■ Extract

When you experience loss you may feel sad or angry and wonder if you will ever be happy again. These feelings characterize grief---a normal response to loss. Grieving varies from person to person, both in the way it manifests and in the length of time it takes to process. Elisabeth Kubler-Ross, a psychiatrist, proposed five stages many people experience while working through grief. However, according to the Oregon Health & Science University, it is not necessary to experience all of these stages or to experience them in order as you work through the grieving process.
Denial
Denial begins either immediately following loss or immediately preceding loss when it becomes clear that the loss will occur. Finding it difficult to cope with the loss and wanting things to remain unchanged, you enter a period of disbelief. In this stage you convince even yourself that the loss is not happening.
Anger
Once you accept the loss as inevitable, you may naturally start to feel angry. Feeling that the loss is not fair or that something more could have been done to prevent the loss, you may feel angry toward the person you feel is responsible for causing your grief, or you may be angry at the world in general.
Bargaining
When you acknowledge the loss and do not feel anger, you may begin attempting to make deals. In order to remedy the loss or make it better, you may try to make a deal with God or with whoever you think has the power to influence the loss.
Depression
Moving through previous stages of grief often proves emotionally draining. You may soon be left tired, weak and sad. During this phase you may feel numb, as if the worst has happened and you will no longer allow yourself to feel and possibly be hurt again. You may also experience physical symptoms of depression, such as a changes in your sleep pattern or appetite. Extra care should be taken during this phase. Depression, even as a natural phase in the grieving process, has the possibility to become severe and may result in thoughts of suicide. If you have thoughts of self-harm or suicide, seek the help of a doctor or counselor immediately.
Acceptance
Acceptance may occur once feelings of sadness and anger have diminished. At this stage you may make adjustments to your life in response to the loss. Though you may still experience emotional responses to the loss, you can better cope with your feelings and are able to think of what you lost without such severe emotional reactions.

■ Activity 1
Reproduce the stretch of the passage on grief from "When you experience" through "the grieving process.".
■ Activity 2
In the passage on grief, what profession is given for Elisabeth Kubler-Ross?

(Saved data entries)
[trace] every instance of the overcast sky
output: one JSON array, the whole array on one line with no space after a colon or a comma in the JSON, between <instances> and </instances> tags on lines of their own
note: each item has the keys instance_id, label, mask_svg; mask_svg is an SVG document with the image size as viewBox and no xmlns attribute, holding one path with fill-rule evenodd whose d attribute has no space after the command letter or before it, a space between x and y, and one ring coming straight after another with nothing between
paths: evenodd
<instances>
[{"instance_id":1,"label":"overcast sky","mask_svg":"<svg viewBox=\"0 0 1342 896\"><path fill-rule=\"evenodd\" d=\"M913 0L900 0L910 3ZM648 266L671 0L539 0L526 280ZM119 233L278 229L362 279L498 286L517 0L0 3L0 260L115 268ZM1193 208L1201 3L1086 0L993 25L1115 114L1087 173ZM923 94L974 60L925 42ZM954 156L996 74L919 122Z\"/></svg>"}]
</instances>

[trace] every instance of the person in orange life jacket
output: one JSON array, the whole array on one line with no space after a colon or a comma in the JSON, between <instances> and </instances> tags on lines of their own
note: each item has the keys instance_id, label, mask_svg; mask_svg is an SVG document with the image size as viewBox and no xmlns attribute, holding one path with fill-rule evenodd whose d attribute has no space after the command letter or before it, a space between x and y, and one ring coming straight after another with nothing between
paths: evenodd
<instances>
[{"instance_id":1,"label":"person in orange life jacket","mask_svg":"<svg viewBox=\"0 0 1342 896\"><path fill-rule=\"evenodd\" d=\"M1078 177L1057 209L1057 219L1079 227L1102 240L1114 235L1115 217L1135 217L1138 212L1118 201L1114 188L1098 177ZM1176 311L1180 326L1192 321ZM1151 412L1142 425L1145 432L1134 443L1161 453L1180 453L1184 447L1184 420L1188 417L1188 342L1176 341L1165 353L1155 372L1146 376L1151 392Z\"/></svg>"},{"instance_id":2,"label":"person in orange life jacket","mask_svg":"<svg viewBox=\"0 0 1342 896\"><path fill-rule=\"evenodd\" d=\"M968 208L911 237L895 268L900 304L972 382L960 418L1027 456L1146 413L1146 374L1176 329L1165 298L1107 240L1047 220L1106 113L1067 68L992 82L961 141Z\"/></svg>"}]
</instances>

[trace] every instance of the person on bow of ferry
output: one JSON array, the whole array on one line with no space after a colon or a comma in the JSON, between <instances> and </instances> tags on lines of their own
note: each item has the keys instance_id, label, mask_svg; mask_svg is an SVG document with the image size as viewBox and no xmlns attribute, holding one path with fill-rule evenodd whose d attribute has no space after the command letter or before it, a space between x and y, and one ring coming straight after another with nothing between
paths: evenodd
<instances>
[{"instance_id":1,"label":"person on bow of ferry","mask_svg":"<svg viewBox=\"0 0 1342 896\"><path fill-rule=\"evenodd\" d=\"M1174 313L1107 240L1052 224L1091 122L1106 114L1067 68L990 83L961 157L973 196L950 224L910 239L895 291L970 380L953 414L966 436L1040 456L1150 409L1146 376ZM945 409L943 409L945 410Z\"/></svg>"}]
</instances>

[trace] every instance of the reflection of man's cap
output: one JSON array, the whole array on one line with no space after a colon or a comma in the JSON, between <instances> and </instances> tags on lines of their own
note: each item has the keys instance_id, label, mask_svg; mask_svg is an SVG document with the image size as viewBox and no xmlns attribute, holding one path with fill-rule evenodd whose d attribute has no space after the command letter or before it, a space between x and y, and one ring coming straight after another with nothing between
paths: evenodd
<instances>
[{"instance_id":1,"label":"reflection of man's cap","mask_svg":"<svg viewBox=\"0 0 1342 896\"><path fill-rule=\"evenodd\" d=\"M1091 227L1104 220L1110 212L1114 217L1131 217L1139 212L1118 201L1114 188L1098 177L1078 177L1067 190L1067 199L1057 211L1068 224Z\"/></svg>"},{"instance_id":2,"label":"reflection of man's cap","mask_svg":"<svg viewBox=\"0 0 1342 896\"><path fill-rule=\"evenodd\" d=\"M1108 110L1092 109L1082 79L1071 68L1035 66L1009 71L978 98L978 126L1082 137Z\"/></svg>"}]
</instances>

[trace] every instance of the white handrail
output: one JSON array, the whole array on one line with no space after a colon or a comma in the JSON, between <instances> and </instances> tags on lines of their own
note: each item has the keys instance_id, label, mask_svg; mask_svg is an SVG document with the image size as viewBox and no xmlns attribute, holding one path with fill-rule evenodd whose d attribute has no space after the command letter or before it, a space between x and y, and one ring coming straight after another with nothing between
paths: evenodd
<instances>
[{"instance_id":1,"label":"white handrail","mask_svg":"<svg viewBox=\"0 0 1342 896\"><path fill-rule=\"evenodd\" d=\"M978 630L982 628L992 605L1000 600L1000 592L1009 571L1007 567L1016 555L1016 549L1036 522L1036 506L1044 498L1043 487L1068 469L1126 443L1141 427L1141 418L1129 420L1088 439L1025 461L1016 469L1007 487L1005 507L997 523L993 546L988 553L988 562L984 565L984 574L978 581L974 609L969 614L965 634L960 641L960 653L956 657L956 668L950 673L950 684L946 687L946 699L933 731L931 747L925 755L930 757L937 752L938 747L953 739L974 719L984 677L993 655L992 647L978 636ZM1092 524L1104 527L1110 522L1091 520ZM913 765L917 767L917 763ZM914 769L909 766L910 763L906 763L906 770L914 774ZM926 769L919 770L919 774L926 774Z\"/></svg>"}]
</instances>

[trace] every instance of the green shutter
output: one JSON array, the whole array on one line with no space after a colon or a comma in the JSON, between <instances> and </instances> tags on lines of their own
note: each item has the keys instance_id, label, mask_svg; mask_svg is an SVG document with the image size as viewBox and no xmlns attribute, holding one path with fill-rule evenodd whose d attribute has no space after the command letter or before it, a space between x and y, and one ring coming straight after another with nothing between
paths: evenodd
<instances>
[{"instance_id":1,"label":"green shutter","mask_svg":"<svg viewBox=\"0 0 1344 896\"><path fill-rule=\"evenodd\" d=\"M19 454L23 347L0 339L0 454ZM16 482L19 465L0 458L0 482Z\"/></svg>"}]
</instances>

■ Reply 1
When you experience loss you may feel sad or angry and wonder if you will ever be happy again. These feelings characterize grief---a normal response to loss. Grieving varies from person to person, both in the way it manifests and in the length of time it takes to process. Elisabeth Kubler-Ross, a psychiatrist, proposed five stages many people experience while working through grief. However, according to the Oregon Health & Science University, it is not necessary to experience all of these stages or to experience them in order as you work through the grieving process.

■ Reply 2
She was a psychiatrist.